Ausgangstext:
<<<<

Faust, unterhaltsam, bombastisch, deftig aber …

Ich war mal wieder im  Resi. In Faust. Von Goethe. Stand so im Programm, auf den Eintrittskarten, im Programmheft. Hochgelobt von der Kritik. Nicht aber von allen, mit denen ich vorher und nachher gesprochen habe. Der Abend war durchaus gelungen, unterhaltsam und keinesfalls verdorben. Wohlgemerkt der Abend!

Gleich vorweg: Nein, die Inszenierung von Martin Kušej ist nicht zu deftig, zu körperlich oder wie auch immer zu … verdorben? Wenn nicht Faust, was kann man dann deftig inszenieren? Da wird das Leben in vollen Zügen ausgekostet. Nichts wird ausgelassen. Das darf man auch im Residenztheater und natürlich bei Faust. Denn nichts anderes macht dieser Faust, als seine Grenzen auszuloten und das auch unter Aufgabe seines Gewissens.

Aber starten wir am Anfang. Und der ist die Schwäche der ganzen Inszenierung. Der Vorhang öffnet sich und es erscheint ein Bühnenbild von Aleksandar Denić, das wunderbar in jede Operninszenierung von Götz Friedrich gepasst hätte. Finster, Monumental und immer von Tobias Löffler perfekt ins Licht gesetzt. Wunderbar wandlungsfähig und immer Bedeutungsschwanger drückt es in seiner Wuchtigkeit doch auf den gesamten Abend. Sehenswert bestimmt, aber vielleicht besser ein Haus weiter.

>>>>

Angezeigte Angaben:

<<<<

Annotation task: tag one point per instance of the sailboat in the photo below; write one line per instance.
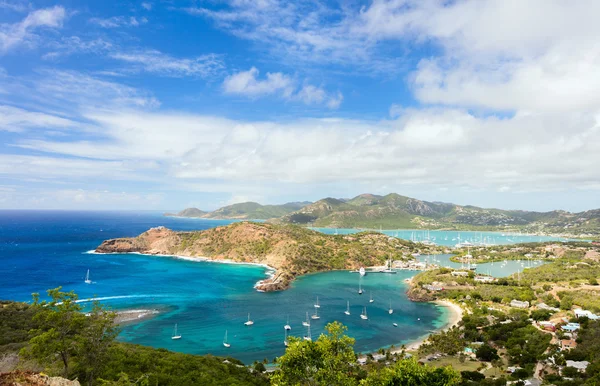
(175, 335)
(316, 315)
(364, 314)
(307, 336)
(225, 343)
(306, 323)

>>>>

Aufgabenstellung: Bearbeiten Sie den Ausgangstext beginnend mit „Ich war mal“ und fortlaufend bis einschließlich „Aufgabe seines Gewissens.“, wobei „Kritik“ durch „Presse“ ersetzt wird. Die Einträge stehen in keinem Zusammenhang mit dem Ausgangstext.

Lösung:
Ich war mal wieder im  Resi. In Faust. Von Goethe. Stand so im Programm, auf den Eintrittskarten, im Programmheft. Hochgelobt von der Presse. Nicht aber von allen, mit denen ich vorher und nachher gesprochen habe. Der Abend war durchaus gelungen, unterhaltsam und keinesfalls verdorben. Wohlgemerkt der Abend!

Gleich vorweg: Nein, die Inszenierung von Martin Kušej ist nicht zu deftig, zu körperlich oder wie auch immer zu … verdorben? Wenn nicht Faust, was kann man dann deftig inszenieren? Da wird das Leben in vollen Zügen ausgekostet. Nichts wird ausgelassen. Das darf man auch im Residenztheater und natürlich bei Faust. Denn nichts anderes macht dieser Faust, als seine Grenzen auszuloten und das auch unter Aufgabe seines Gewissens.